#### WHAT YOU NEED TO DO:
Can you copy each of the records below, word for word and without changes?

Dataset records on where objects are located:
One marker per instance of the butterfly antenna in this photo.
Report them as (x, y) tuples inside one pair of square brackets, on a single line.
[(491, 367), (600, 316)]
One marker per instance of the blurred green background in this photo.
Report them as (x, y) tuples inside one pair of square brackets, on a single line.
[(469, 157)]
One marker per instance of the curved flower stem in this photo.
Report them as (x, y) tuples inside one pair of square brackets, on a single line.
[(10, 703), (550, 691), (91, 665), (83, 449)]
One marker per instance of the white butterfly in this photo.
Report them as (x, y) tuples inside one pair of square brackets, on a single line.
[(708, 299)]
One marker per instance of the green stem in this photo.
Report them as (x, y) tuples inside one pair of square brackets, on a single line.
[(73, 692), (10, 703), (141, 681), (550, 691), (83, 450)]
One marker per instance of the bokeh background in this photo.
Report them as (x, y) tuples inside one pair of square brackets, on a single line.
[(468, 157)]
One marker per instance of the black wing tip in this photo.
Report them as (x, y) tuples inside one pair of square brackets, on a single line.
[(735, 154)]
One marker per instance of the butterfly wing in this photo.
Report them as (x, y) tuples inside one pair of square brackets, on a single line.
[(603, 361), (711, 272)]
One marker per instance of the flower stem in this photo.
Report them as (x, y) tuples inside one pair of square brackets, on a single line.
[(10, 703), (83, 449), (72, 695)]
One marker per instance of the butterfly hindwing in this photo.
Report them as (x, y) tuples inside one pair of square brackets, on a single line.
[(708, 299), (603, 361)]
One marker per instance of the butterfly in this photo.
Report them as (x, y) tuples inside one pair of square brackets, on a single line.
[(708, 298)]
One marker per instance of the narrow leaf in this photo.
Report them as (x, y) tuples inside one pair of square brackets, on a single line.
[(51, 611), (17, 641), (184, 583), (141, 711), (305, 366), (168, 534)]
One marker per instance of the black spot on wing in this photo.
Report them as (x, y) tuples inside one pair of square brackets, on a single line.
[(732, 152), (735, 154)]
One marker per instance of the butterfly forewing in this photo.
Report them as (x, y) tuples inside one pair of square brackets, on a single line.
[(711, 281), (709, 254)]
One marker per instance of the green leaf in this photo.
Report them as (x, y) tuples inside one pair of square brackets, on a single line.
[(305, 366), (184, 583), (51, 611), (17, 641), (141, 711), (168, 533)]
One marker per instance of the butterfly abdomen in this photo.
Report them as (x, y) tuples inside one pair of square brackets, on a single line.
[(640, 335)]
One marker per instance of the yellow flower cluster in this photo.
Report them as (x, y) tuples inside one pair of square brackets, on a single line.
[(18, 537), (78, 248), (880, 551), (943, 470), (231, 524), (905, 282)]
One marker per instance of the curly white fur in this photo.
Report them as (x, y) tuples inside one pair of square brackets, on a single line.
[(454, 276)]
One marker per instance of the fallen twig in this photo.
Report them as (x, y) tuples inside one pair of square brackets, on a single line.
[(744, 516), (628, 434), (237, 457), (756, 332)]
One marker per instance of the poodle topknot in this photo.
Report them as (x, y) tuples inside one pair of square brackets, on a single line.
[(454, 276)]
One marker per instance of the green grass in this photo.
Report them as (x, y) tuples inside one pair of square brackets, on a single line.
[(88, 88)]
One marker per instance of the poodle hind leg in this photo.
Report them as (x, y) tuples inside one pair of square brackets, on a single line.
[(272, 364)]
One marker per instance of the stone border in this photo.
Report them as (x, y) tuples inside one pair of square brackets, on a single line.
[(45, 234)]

#### COMPLETE RESPONSE:
One marker per instance of the butterfly antenna in this photo.
Report them as (x, y) tuples inside one pair of square brackets, on a single line.
[(491, 367), (600, 316)]
One marker per instance of the blurred green background in this photo.
Report them as (x, y) tuples inside one pair of square brackets, on a single line.
[(469, 157)]
One marker per instance of the curved flower stem in this photo.
Report them as (x, y) tuples inside one pair of square brackets, on a single line.
[(10, 703), (550, 691), (91, 665), (83, 449)]
One marker per instance of the white butterfly in this photo.
Report them as (x, y) tuples inside one pair of square brackets, on a single line.
[(708, 299)]
One marker per instance of the green stem in this photo.
Report them as (x, y) tuples inside one pair of square brackets, on a single line.
[(73, 692), (10, 703), (141, 681), (550, 691), (83, 450)]
One marker per instance of the bokeh background in this photo.
Report them as (x, y) tuples inside one pair of square brackets, on a single line.
[(468, 157)]
One marker per instance of the black wing tip in this photo.
Report them as (x, y) tuples inside one pair of square brackets, on a single line.
[(735, 154)]
One marker per instance of the butterfly wing in this photo.
Report them as (x, y) tuples inside one pair of square brackets, on a single line.
[(603, 361), (711, 272)]
One marker per instance of the flower stem in this photo.
Report them as (x, y) tuples inside one pair of square brackets, on a single line.
[(10, 703), (83, 449), (72, 695)]
One marker per instance of the butterfly hindwing in this photo.
Report them as (x, y) tuples inside one pair of square brackets, on a single line.
[(708, 299), (603, 361)]
One marker per instance of the butterfly in this photo.
Report them as (x, y) tuples inside one pair of square brackets, on a single line.
[(708, 298)]
One marker per instance of the narrow leaf in this photo.
Report them as (x, y) tuples inside one pair of square brackets, on a single line.
[(51, 611), (17, 641), (184, 583), (141, 711), (305, 366), (168, 534)]
One marker per instance of the black spot on wing in this photo.
Report them as (x, y) tuples inside one pair of square brackets, on a single line.
[(732, 152), (735, 154)]
One marker per instance of the butterfly forewing in this photo.
Report them as (x, y) tuples inside one pair of square brackets, on a single line.
[(711, 281), (709, 254)]
One marker per instance of the green leaf in this photo.
Report them as (x, y) tuples inside one pair of square brackets, on a single line.
[(305, 366), (184, 583), (51, 611), (17, 641), (141, 711), (168, 533)]
One marker per instance of the butterfly abdomen in this photo.
Report them as (x, y) tuples inside one pair of square brackets, on a single line.
[(640, 335)]
One marker per instance of the yellow flower cluster in this photo.
Report them as (x, y) tuples inside one pair of square brackets, on a single line.
[(18, 537), (78, 248), (880, 551), (943, 470), (231, 524), (905, 282)]
One marker per instance of the curly white fur in this photo.
Report them as (x, y) tuples inside one pair of square brackets, on a single line.
[(454, 276)]
One marker per instance of the fallen twig in this photo.
Report them as (x, y) tuples inside one pair of square brackets, on a single line.
[(744, 516), (628, 434), (237, 457), (756, 332)]
One marker per instance of the poodle topknot in this photo.
Report them as (x, y) tuples inside one pair of square brackets, on a single line.
[(454, 276)]
One marker per instance of the green grass in this photo.
Report them as (x, y) tuples inside one pair of square brackets, on a single line.
[(88, 88)]
One marker per instance of the poodle hind leg in this photo.
Report them as (x, y) tuples inside one pair of square brackets, on a single line.
[(272, 364)]
One marker per instance of the stone border in this photo.
Report them as (x, y) tuples inside one pair of square brackets, on a single line.
[(45, 234)]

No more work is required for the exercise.